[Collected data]
--- START ---

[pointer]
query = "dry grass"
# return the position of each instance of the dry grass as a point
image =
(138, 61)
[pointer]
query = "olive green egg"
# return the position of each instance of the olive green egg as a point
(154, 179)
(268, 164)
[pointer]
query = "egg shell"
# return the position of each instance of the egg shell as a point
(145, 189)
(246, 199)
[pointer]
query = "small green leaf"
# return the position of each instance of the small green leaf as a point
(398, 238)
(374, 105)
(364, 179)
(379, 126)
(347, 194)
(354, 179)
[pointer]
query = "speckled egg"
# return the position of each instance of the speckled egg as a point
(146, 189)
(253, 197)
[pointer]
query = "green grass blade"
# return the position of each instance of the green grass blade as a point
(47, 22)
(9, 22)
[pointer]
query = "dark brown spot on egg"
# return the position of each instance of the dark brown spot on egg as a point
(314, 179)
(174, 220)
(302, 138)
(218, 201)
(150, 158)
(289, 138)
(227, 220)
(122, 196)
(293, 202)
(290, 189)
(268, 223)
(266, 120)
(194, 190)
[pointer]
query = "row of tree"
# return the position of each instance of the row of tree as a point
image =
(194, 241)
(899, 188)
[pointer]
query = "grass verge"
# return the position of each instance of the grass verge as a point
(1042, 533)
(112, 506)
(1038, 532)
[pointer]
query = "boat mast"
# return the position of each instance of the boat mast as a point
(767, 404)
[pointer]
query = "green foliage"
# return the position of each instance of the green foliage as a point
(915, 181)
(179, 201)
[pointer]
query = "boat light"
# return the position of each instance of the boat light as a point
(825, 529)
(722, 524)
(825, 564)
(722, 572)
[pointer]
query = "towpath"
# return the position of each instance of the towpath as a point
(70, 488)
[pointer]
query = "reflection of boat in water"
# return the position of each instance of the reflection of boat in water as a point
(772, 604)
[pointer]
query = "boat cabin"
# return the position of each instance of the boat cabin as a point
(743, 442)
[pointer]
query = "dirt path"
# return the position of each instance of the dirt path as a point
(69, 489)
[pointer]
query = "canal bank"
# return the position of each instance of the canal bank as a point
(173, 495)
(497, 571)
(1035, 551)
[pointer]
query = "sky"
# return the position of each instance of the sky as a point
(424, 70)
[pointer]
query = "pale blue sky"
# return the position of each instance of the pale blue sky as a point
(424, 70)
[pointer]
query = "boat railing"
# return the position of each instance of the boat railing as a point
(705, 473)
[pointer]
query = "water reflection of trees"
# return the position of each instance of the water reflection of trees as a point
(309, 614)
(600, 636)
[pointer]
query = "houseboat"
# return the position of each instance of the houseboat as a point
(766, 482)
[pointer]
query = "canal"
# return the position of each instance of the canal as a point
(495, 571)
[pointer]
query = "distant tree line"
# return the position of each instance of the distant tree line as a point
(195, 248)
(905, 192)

--- END ---

Problem to work on
Every entry must come back exactly as written above.

Reply
[pointer]
query = "dry grass"
# return the position of each instance of the dry grass as a point
image =
(138, 61)
[pointer]
query = "olive green egg"
# return the position of each instance of the olive green egg as a point
(154, 179)
(268, 164)
[pointer]
query = "egg shell"
# return the position of each instance of the egg shell as a point
(145, 189)
(246, 199)
[pointer]
query = "small green leaf"
# return the position of each instance of the small green leaf as a point
(398, 238)
(374, 105)
(364, 179)
(379, 126)
(347, 194)
(354, 179)
[pointer]
query = "speckled egg"
# return the position of each instance of the speckled egg as a point
(146, 189)
(253, 197)
[pointer]
query = "green grass blade"
# return the position of each instance of the green grass blade as a point
(47, 22)
(9, 22)
[pointer]
query = "dark brown spot on egg"
# return the position of each instance of the dark brown spot on egg as a point
(314, 179)
(174, 220)
(302, 138)
(218, 201)
(150, 158)
(289, 138)
(227, 220)
(122, 196)
(293, 202)
(290, 189)
(268, 223)
(266, 120)
(194, 190)
[pointer]
query = "row of tree"
# return the position of each instance of the row of tree as a point
image =
(194, 241)
(899, 188)
[pointer]
query = "grass verge"
# return the position of each instance of the grass verge as a point
(1042, 533)
(112, 506)
(1038, 532)
[pointer]
query = "boat mast"
# return the position of each instance of the boat mast as a point
(767, 404)
[pointer]
query = "green foliage"
# return the position of each instance of the green foliage as a point
(915, 181)
(179, 201)
[pointer]
query = "boat light"
# return the position of each instance of the boat light as a point
(825, 529)
(722, 524)
(825, 564)
(722, 572)
[pointer]
query = "towpath"
# return the position of each instance of the towpath as a point
(70, 488)
[pointer]
query = "reflection of boat in water"
# return the position of each instance of the reflection of boat in water as a point
(772, 604)
[pointer]
query = "boat cabin"
# return the position of each instance of the boat cabin as a point
(743, 442)
[pointer]
query = "dirt path"
# return the position of each instance of the dirt path as a point
(69, 489)
[pointer]
query = "canal bank"
# return the position of each instance of the canal bank as a point
(173, 495)
(497, 571)
(1035, 551)
[pointer]
query = "sky"
# return the position of each instance of the sky as a point
(424, 70)
[pointer]
query = "pale blue sky"
# return the position of each instance of the pale blue sky as a point
(424, 70)
[pointer]
query = "boat railing"
# return the position of each instance of the boat railing as a point
(705, 473)
[pointer]
query = "water reflection of trees"
# return the position of each instance of the water reflection of trees as a point
(309, 614)
(600, 636)
[pointer]
query = "houseboat"
# return the position of each instance of the houseboat as a point
(766, 482)
[pointer]
query = "canal"
# return the position of each instance of the canal as a point
(495, 571)
[pointer]
query = "distant tree line"
# return the position of each instance of the distant tree line as a point
(195, 248)
(905, 192)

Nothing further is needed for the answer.